==== AVAILABLE RECORDS ====

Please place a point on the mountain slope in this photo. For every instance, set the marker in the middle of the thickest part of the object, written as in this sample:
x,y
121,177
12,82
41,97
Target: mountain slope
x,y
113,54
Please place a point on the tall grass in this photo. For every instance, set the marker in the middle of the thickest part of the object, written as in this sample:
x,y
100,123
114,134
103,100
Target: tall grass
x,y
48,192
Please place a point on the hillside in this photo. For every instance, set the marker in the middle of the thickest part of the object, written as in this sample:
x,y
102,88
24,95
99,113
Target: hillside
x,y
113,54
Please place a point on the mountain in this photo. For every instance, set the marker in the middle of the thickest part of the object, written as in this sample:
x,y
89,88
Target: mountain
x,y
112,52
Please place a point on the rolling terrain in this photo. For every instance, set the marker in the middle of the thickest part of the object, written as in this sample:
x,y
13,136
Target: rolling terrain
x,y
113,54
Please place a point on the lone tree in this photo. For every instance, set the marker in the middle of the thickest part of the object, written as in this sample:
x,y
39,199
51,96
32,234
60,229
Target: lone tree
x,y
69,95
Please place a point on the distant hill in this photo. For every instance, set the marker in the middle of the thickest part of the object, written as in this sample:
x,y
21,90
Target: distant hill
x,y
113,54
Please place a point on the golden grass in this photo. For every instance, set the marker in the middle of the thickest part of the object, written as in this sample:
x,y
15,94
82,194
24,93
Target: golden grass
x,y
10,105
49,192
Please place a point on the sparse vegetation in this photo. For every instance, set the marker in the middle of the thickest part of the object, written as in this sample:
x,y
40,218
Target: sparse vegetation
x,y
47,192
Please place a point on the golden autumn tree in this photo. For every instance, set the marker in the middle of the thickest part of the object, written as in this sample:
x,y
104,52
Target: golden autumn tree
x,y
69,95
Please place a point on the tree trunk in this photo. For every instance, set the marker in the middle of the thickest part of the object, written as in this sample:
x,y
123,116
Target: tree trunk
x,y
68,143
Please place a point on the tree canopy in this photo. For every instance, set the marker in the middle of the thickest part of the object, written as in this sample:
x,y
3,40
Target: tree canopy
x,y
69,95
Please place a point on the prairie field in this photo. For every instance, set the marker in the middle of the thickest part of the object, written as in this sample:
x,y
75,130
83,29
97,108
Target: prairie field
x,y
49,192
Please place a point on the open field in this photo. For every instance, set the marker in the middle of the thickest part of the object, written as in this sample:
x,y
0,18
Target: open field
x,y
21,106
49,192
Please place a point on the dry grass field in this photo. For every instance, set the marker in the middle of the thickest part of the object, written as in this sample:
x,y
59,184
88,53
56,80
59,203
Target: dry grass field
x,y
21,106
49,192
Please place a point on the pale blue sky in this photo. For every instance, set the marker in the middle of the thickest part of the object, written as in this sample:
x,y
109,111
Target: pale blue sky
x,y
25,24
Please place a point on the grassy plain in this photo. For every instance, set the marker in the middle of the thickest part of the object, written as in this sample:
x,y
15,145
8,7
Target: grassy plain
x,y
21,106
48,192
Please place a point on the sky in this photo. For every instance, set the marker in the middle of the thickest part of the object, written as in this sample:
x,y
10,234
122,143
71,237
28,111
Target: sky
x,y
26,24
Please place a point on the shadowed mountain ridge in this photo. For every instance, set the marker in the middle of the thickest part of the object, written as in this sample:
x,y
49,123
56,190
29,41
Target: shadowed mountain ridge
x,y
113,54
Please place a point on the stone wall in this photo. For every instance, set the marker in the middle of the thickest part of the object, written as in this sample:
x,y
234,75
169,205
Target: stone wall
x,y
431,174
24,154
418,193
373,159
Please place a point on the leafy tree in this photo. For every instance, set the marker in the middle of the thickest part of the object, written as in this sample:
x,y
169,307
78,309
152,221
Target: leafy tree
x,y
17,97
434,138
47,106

====

- EXERCISE PROMPT: Take the entries and copy them out exactly.

- ANSWER BELOW:
Please place a point on the mountain slope in this photo. For every instance, set the marker in the middle of the thickest part of the object, written as in this sample:
x,y
121,177
12,82
41,97
Target: mountain slope
x,y
113,54
Please place a point on the tall grass in this photo. For every instance, set the marker in the middle of the thickest part of the object, written as in this sample:
x,y
100,123
114,134
103,100
Target: tall grass
x,y
48,192
Please place a point on the hillside in this photo. For every instance, set the marker in the middle of the thickest part of the object, written as in this sample:
x,y
102,88
24,95
99,113
Target: hillside
x,y
113,54
Please place a point on the mountain in this photo. For every instance, set the marker in the middle of the thickest part of the object, written as in this sample:
x,y
89,88
Target: mountain
x,y
112,52
Please place a point on the rolling terrain in this photo. For every instance, set the marker in the middle of the thickest part of the object, written as in this sample:
x,y
13,136
Target: rolling terrain
x,y
113,54
Please place a point on the lone tree in this photo. For every instance, set the marker in the middle of the thickest part of the object, written as in this sample:
x,y
39,199
51,96
32,234
60,229
Target: lone tree
x,y
69,95
Please place a point on the distant hill in this photo. For every instance, set the marker in the middle of the thickest part of the object, written as in this sample:
x,y
21,90
Target: distant hill
x,y
113,54
Please place a point on the golden grass in this photo. For every instance, set the marker in the middle of the thickest part of the object, written as in this sample:
x,y
15,94
82,194
24,93
Target: golden grass
x,y
10,105
49,192
Please place a point on the sparse vegetation in this photo. For every instance, set the marker in the middle of the thickest part of the object, written as in this sample:
x,y
40,218
Target: sparse vegetation
x,y
47,192
Please place a point on the golden autumn tree in this photo. For every instance, set the marker in the middle of the thickest part of the object, written as in this sample:
x,y
104,52
Target: golden autumn tree
x,y
69,95
Please place a point on the tree trunk in this photo. For every instance, set the marker in the middle of the thickest part of the object, written as in this sample:
x,y
123,116
Target: tree trunk
x,y
68,143
Please place a point on the tree canopy in this photo. For every instance, set the marker in the middle of the thickest part of the object, written as in this sample:
x,y
3,40
Target: tree canopy
x,y
69,95
Please place a point on the prairie field in this photo. For every instance, set the marker in the middle of the thickest part of the object, written as in this sample:
x,y
75,130
83,29
97,108
Target: prairie field
x,y
49,192
Please place a point on the open field in this photo. For every instance, set the marker in the middle of the thickest part of the object, written as in this sample:
x,y
0,18
Target: open field
x,y
21,106
49,192
Please place a point on the dry grass field in this photo. For every instance, set the marker in the middle of the thickest part of the object, written as in this sample:
x,y
59,184
88,53
56,80
59,203
Target: dry grass field
x,y
21,106
49,192
Please place a point on the pale blue sky in this photo. For every instance, set the marker in the middle of the thickest part of the object, written as in this sample:
x,y
109,111
Target: pale blue sky
x,y
25,24
Please place a point on the grassy plain in this photo. For every instance, set the marker in the middle of the thickest part of the object, written as in this sample:
x,y
15,145
8,7
Target: grassy plain
x,y
21,106
48,192
Please place a point on the sky in this photo. For every instance, set the marker in the middle of the thickest part of the object, written as in this sample:
x,y
10,234
122,143
71,237
28,111
Target: sky
x,y
26,24
Please place a point on the shadowed mountain ridge in this photo. For every instance, set the marker in the middle of the thickest part of the object, written as in this sample:
x,y
49,123
56,190
29,41
Target: shadowed mountain ridge
x,y
113,54
Please place a point on the stone wall in this photo. For every instance, set the marker in the middle of the thickest part of the object, written as in this sample:
x,y
234,75
169,205
Target: stone wall
x,y
431,174
24,154
418,193
373,159
Please place a point on the leafy tree in this photo. For every instance, set the marker in the middle of the thickest part of the object, written as in this sample:
x,y
169,307
78,309
152,221
Target: leafy tree
x,y
17,97
434,138
47,106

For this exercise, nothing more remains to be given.